What needs to be done
Set down the records exactly as they stand, except for any pictures, which you should omit.

──────── Dataset entries ────────

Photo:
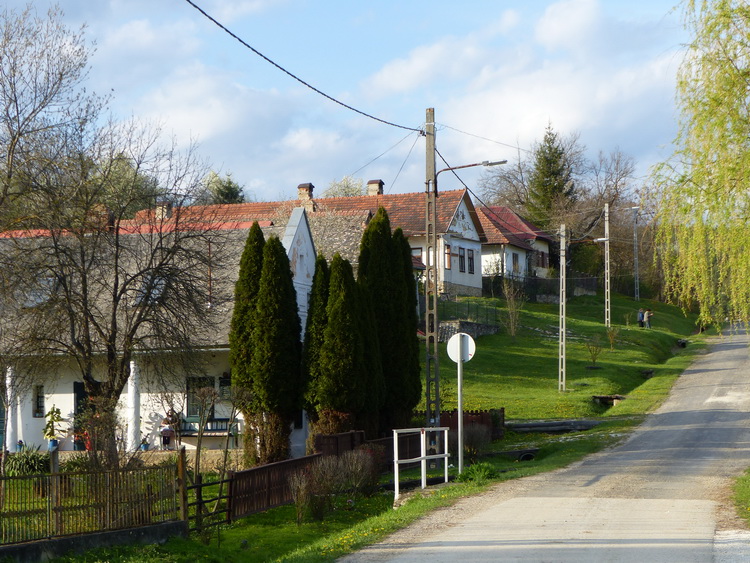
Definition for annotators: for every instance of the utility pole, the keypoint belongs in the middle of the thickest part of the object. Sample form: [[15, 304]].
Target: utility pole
[[561, 352], [607, 303], [636, 280], [432, 380]]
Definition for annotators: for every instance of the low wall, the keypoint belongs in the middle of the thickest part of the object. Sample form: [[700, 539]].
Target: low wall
[[32, 552]]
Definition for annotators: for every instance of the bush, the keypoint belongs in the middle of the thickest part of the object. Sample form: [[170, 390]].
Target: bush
[[478, 473], [77, 463], [28, 461], [313, 490], [359, 471]]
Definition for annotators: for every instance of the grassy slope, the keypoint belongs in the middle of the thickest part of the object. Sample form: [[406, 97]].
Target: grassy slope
[[519, 374]]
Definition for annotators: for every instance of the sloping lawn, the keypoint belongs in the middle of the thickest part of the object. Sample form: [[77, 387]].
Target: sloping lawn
[[519, 374]]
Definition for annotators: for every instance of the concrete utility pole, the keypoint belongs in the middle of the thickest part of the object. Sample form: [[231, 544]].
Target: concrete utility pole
[[432, 380], [636, 280], [607, 302], [561, 352]]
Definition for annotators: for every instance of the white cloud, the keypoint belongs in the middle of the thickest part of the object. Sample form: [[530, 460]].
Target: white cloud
[[568, 24]]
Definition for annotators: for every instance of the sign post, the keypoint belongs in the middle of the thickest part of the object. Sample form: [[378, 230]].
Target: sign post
[[461, 348]]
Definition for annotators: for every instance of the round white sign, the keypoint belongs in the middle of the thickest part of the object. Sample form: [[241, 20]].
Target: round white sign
[[461, 347]]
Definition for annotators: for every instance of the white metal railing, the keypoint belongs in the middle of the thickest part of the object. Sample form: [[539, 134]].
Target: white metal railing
[[423, 454]]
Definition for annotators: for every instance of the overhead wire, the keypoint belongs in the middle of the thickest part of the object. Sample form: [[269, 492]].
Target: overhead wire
[[295, 77]]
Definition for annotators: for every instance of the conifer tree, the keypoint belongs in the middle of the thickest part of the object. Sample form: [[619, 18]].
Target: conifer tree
[[245, 293], [551, 186], [276, 354], [317, 320], [341, 391], [381, 274], [411, 383]]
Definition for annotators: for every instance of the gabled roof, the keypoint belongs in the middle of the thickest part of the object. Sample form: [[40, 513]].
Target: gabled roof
[[510, 222], [406, 211]]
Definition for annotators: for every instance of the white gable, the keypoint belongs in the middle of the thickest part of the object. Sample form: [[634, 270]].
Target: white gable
[[462, 223], [301, 252]]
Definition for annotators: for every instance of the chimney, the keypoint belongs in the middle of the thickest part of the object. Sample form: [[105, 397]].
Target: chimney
[[304, 192], [304, 196], [163, 210], [375, 187]]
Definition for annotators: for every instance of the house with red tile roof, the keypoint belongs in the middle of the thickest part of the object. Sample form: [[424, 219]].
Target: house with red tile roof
[[146, 394], [514, 246], [337, 224]]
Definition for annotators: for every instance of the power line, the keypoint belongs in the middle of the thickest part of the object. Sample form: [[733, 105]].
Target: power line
[[295, 77], [485, 138]]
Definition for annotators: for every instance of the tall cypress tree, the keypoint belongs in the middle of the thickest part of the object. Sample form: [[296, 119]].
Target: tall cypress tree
[[381, 274], [408, 343], [551, 184], [245, 293], [317, 320], [341, 391], [275, 363]]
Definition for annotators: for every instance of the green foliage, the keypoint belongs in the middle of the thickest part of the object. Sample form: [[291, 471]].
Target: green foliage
[[702, 212], [479, 473], [341, 386], [29, 461], [551, 184], [317, 320], [276, 380], [385, 274], [221, 190], [245, 293]]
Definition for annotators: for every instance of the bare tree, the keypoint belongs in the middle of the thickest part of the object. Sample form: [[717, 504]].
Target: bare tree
[[514, 301], [102, 287], [42, 68]]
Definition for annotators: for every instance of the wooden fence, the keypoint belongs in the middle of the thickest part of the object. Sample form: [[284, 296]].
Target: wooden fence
[[62, 504], [267, 486]]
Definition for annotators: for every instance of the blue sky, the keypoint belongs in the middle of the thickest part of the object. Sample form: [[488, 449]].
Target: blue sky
[[496, 72]]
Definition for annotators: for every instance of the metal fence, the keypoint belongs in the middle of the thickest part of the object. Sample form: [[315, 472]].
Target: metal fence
[[45, 506]]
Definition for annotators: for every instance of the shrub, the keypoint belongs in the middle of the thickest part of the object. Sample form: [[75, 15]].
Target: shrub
[[478, 473], [77, 463], [28, 461], [360, 472]]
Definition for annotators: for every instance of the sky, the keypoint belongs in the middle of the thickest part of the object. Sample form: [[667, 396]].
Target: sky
[[497, 73]]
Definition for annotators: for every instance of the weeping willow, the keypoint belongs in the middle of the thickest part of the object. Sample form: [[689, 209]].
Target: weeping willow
[[703, 233]]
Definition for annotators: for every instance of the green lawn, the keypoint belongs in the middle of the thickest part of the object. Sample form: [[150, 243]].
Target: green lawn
[[520, 374]]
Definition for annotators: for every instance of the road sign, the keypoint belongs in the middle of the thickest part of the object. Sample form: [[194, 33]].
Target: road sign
[[461, 347]]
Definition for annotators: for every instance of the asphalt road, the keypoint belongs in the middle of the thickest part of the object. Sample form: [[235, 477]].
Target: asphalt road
[[662, 495]]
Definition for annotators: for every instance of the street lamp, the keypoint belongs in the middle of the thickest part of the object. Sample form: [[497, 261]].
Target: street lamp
[[432, 368]]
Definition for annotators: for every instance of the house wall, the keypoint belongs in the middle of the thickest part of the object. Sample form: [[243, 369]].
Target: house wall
[[542, 246], [498, 259]]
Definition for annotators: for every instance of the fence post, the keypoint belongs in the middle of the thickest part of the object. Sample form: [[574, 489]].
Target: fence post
[[230, 495], [182, 484]]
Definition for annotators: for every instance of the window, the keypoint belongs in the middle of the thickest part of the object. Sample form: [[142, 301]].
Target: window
[[38, 405], [225, 387], [194, 384]]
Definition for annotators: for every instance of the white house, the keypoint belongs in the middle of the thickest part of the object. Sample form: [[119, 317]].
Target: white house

────────

Output for this task
Photo:
Definition for annotators: for every instance of the utility pole, the keypoint belongs in the middle of the thickest part of the object. Sample form: [[15, 304]].
Target: utility pole
[[561, 352], [607, 303], [636, 280], [432, 380]]
Definition for annotators: for every instance of the low wall, the keypoint belongs in the middle of the thickest part of the object. Sample form: [[700, 539]].
Target: low wall
[[32, 552]]
Definition for annotators: for every instance of the bush, the keypoint belongs in the middle of the thickest part of the object. Sample form: [[170, 390]].
Target: bush
[[478, 473], [77, 463], [28, 461], [313, 490], [359, 471]]
Definition for annotators: for every instance of the grassy slope, the keypoint belongs in the middle of the thickest part of the object. Sample form: [[406, 97]].
Target: grassy slope
[[519, 374]]
Definition for annotators: for every instance of the sloping lawn, the keypoint belongs in the middle of the thickest part of the object. Sample form: [[77, 387]].
Target: sloping lawn
[[519, 374]]
Definition for annotators: for every instance of the concrete utility pole, the keypoint belongs in the middle of the thickest part of the object. Sample form: [[231, 544]].
Target: concrete utility pole
[[432, 380], [636, 280], [607, 302], [561, 352]]
Definition for annotators: for every instance of the white cloud, the keypoint belongs in the middle of the thickest part of the object. Sample form: [[530, 460]].
Target: white cloud
[[568, 24]]
Definition for annotators: for every instance of the sign post, the keypoint belongs in the middle of the thickest part of the object. Sample form: [[378, 230]].
Target: sign post
[[461, 348]]
Definition for annotators: for every instance of the round white sign, the keypoint belongs in the middle of the thickest part of the object. Sample form: [[241, 20]].
Target: round white sign
[[461, 347]]
Definition for annotators: for every instance of the white metal railing, the keypoint belongs in the middle of the thickest part of the object. Sample form: [[539, 134]].
Target: white metal railing
[[423, 454]]
Definition for annotators: for every instance of the overhead wire, the keypoint belongs in the middle of the thickest part of the object. Sample form: [[269, 492]].
Target: overhead wire
[[295, 77]]
Definition for annotators: for every instance of the conifer tree, the keypoint belongs in the middle of the thickest part of the object. Sample form: [[619, 18]].
Target: conifer tree
[[245, 293], [551, 186], [276, 354], [317, 320], [341, 391], [381, 274], [411, 383]]
Definition for annotators: for every instance of the gabled roof, the keypoint belongs in the middle of the thickest part of the object. Sample form: [[40, 513]].
Target: gabled roof
[[510, 222], [406, 211]]
Definition for annotators: for every instance of the white gable, the keypoint belongs in the middle of the thickest part of the object. Sample form: [[634, 270]].
Target: white gable
[[462, 223], [301, 252]]
Definition for annotators: for every instance of the chimney, the keypoint belongs in the middle of the thickest part of the object. Sample form: [[105, 397]].
Target: chimney
[[304, 192], [304, 196], [163, 210], [375, 187]]
Definition for annotators: for every instance of the house with red tile roof, the keypoint belongs in the middle of the thickest part of the object. Sample form: [[424, 219]].
Target: house with red tile roof
[[146, 394], [514, 246], [337, 224]]
Definition for annotators: for every instance of the power line, the keypoint belongs in the middle of the thickest part of the object. Sample form: [[733, 105]].
Target: power line
[[295, 77], [485, 138]]
Definition for annotators: for every instance of the tall cypress tree, the keypoint belongs in the middle of the thickest part of the object. Sample form: [[296, 119]].
Target: tall cypress tree
[[381, 274], [408, 343], [551, 184], [245, 293], [317, 320], [341, 391], [275, 363]]
Definition for annotators: for every instance of the green foliage, the keypoint belongs in the middle of the thickest part of the object. Sample form: [[291, 471]].
Target: green foliage
[[702, 212], [479, 473], [341, 386], [29, 461], [551, 184], [317, 320], [276, 380], [385, 274], [221, 190], [245, 293]]
Definition for annotators: for every instance of the bare tree, the keypoint belongs in the middle of the thickest part of the object. Sample form: [[717, 504]].
Target: bare tree
[[514, 301], [102, 287], [42, 68]]
Definition for annotators: for every instance of the wooden fence, the keypoint belongs in the middle of the thickest part of the object. Sample form: [[284, 296]].
Target: wooden fence
[[62, 504], [267, 486]]
Definition for annotators: for every instance of the blue sky, the keypoint belongs in the middle of the thickest part of the object. Sample form: [[488, 449]].
Target: blue sky
[[496, 72]]
Definition for annotators: for every instance of the metal fence, the keypoint belongs in the middle of the thickest part of the object. Sample form: [[315, 472]].
Target: metal fence
[[45, 506]]
Definition for annotators: for every instance of the shrub, the keypoint belongs in the middle of the thickest part of the object. Sample form: [[75, 15]].
Target: shrub
[[478, 473], [77, 463], [28, 461], [360, 472]]
Definition for annotators: for every instance of the sky, the keypoint belongs in the middle of the thickest part of the object. Sample form: [[667, 396]].
Target: sky
[[497, 73]]
Definition for annotators: for every instance of the weeping willow, the keypoint belongs in the middle of the thickest part of the object. Sample form: [[689, 209]].
Target: weeping willow
[[703, 233]]
Definition for annotators: for every instance of the green lawn, the keypoint belongs in the middle of the thickest part of the object. Sample form: [[150, 243]].
Target: green lawn
[[520, 374]]
Definition for annotators: for every instance of the road sign, the keypoint belongs in the middle of the thickest part of the object. Sample form: [[194, 33]].
Target: road sign
[[461, 347]]
Definition for annotators: for every instance of the asphalt road, the keypoint belongs in the middle of the thickest part of the object. Sample form: [[235, 477]].
Target: asphalt road
[[662, 495]]
Definition for annotators: for every instance of the street lamp, the keypoint belongs in the middle of the thickest part of the object. Sample form: [[497, 261]].
Target: street lamp
[[432, 368]]
Definition for annotators: for every instance of the house wall, the keypoint belongs in the middle of the thickest part of the object. Sample form: [[243, 369]].
Target: house wall
[[542, 246], [498, 259]]
Definition for annotators: for every instance of the fence post, the keypoint belongs in the middle of the thickest part of the object. Sample form: [[574, 489]].
Target: fence post
[[230, 495], [182, 484]]
Definition for annotators: for every instance of the window, the keypoint belongs in the middle of the thickest part of the object. Sample form: [[142, 301]].
Target: window
[[38, 405], [225, 387], [194, 384]]
Definition for annotators: for every instance of the white house, the keypoint belongs in the middle of the thickest part of the object. Sample form: [[119, 317]].
Target: white house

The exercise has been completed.